Data listing start
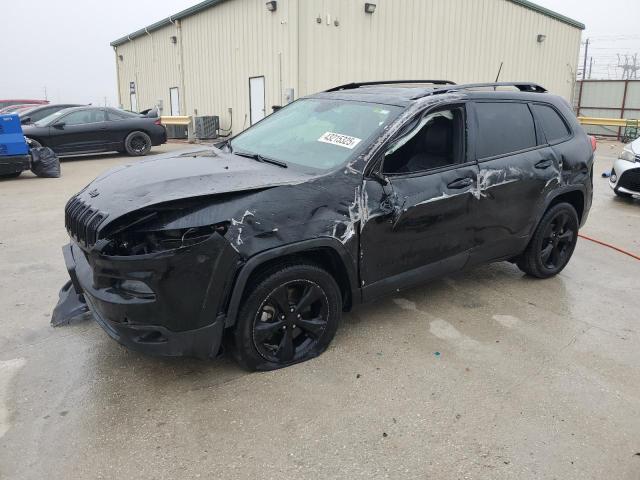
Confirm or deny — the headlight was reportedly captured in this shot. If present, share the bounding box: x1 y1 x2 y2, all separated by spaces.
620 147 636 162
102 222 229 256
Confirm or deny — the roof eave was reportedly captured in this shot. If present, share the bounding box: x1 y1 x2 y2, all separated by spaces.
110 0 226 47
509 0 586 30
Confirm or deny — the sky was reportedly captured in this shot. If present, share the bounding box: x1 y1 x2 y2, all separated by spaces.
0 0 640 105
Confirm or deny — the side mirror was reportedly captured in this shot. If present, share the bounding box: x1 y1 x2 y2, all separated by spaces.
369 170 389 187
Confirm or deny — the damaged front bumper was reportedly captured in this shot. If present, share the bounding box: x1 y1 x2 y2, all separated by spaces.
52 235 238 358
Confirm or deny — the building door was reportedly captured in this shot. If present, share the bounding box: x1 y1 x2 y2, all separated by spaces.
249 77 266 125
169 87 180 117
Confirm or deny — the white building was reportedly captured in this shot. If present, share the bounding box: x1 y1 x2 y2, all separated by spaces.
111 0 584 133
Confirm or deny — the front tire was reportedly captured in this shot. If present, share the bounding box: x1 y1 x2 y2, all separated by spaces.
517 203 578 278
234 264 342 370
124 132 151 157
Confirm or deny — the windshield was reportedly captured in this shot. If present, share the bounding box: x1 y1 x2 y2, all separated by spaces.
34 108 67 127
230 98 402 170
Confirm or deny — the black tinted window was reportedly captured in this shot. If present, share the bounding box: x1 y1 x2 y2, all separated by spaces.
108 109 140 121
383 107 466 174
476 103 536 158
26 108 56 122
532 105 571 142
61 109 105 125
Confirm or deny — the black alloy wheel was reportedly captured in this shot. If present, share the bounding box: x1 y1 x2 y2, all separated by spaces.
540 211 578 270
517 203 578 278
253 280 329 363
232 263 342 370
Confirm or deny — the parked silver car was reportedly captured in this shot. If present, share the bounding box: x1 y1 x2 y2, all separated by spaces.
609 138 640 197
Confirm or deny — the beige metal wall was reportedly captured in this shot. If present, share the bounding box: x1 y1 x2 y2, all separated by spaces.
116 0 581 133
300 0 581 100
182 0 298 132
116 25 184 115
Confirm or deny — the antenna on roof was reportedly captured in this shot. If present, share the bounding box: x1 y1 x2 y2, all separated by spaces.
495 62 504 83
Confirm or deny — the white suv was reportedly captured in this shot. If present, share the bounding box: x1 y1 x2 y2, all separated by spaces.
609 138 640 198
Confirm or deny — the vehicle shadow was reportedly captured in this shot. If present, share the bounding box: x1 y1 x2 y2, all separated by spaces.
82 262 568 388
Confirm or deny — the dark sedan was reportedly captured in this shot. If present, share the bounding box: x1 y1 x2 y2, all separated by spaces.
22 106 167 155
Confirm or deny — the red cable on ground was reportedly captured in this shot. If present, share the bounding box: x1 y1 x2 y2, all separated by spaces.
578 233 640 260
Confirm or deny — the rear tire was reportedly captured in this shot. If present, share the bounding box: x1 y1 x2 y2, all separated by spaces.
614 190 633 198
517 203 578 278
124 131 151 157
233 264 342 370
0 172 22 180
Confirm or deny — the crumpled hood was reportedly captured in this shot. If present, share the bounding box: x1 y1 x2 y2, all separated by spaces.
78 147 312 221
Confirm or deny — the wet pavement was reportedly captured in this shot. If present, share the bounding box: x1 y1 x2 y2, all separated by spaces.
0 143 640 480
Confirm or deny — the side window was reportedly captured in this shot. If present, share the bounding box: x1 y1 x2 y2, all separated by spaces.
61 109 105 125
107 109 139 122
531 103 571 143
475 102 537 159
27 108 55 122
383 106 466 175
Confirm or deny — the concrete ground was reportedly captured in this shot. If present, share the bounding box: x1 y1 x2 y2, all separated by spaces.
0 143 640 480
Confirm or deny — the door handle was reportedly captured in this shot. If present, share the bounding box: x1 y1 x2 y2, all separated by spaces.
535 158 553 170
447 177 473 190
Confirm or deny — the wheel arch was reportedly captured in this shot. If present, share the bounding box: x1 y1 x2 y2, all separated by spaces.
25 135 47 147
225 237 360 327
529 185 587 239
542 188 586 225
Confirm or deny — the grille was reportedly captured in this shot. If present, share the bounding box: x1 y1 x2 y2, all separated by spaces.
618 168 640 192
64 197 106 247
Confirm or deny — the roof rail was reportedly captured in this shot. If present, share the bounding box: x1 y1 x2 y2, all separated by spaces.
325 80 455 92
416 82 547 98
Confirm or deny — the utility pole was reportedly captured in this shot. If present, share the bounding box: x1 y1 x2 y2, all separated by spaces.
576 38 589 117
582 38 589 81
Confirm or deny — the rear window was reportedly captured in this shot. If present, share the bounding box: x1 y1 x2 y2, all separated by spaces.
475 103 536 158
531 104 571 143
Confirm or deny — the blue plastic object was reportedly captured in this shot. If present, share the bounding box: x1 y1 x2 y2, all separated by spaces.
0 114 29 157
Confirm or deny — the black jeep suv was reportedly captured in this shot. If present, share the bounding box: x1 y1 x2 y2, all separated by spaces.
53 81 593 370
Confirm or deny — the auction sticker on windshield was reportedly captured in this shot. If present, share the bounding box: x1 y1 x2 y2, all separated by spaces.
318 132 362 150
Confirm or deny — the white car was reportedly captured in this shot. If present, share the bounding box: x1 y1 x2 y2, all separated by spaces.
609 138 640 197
Data listing end
Data listing start
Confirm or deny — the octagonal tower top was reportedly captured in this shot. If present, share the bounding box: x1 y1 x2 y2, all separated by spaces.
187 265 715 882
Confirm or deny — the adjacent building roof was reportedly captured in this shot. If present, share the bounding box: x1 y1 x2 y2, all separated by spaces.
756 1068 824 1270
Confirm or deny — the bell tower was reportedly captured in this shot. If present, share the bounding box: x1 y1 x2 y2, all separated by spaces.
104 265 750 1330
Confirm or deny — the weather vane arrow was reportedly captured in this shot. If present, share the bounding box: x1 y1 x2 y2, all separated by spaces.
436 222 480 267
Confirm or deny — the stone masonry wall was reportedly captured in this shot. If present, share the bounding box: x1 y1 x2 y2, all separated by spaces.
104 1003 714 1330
Data listing end
* **Directions**
Please rewrite the lines from the one containing "Confirm or deny — the sky" through the one containing "169 87 180 117", substituting "possibly" for "reportedly" and leaving everything else unchanged.

* **Result of this task**
Confirm or deny — the sky was possibly captured in this shot. If present, share the bounding box: x1 y1 x2 y2, all separated by spaces.
0 0 640 105
Confirm or deny — the side mirror was possibly captured in this shot. If present, share the bounding box: x1 y1 x2 y2, all separated by spaces.
369 170 389 187
Confirm or deny — the damaged front bumper was possibly captured in this shot. If present, share the bounding box: x1 y1 x2 y2, all separated by spaces.
52 235 238 358
Confirm or deny — the building door was possibly captured in this shot. If present, share the bounding box: x1 y1 x2 y2, all separated by spaces.
249 77 266 125
169 87 180 117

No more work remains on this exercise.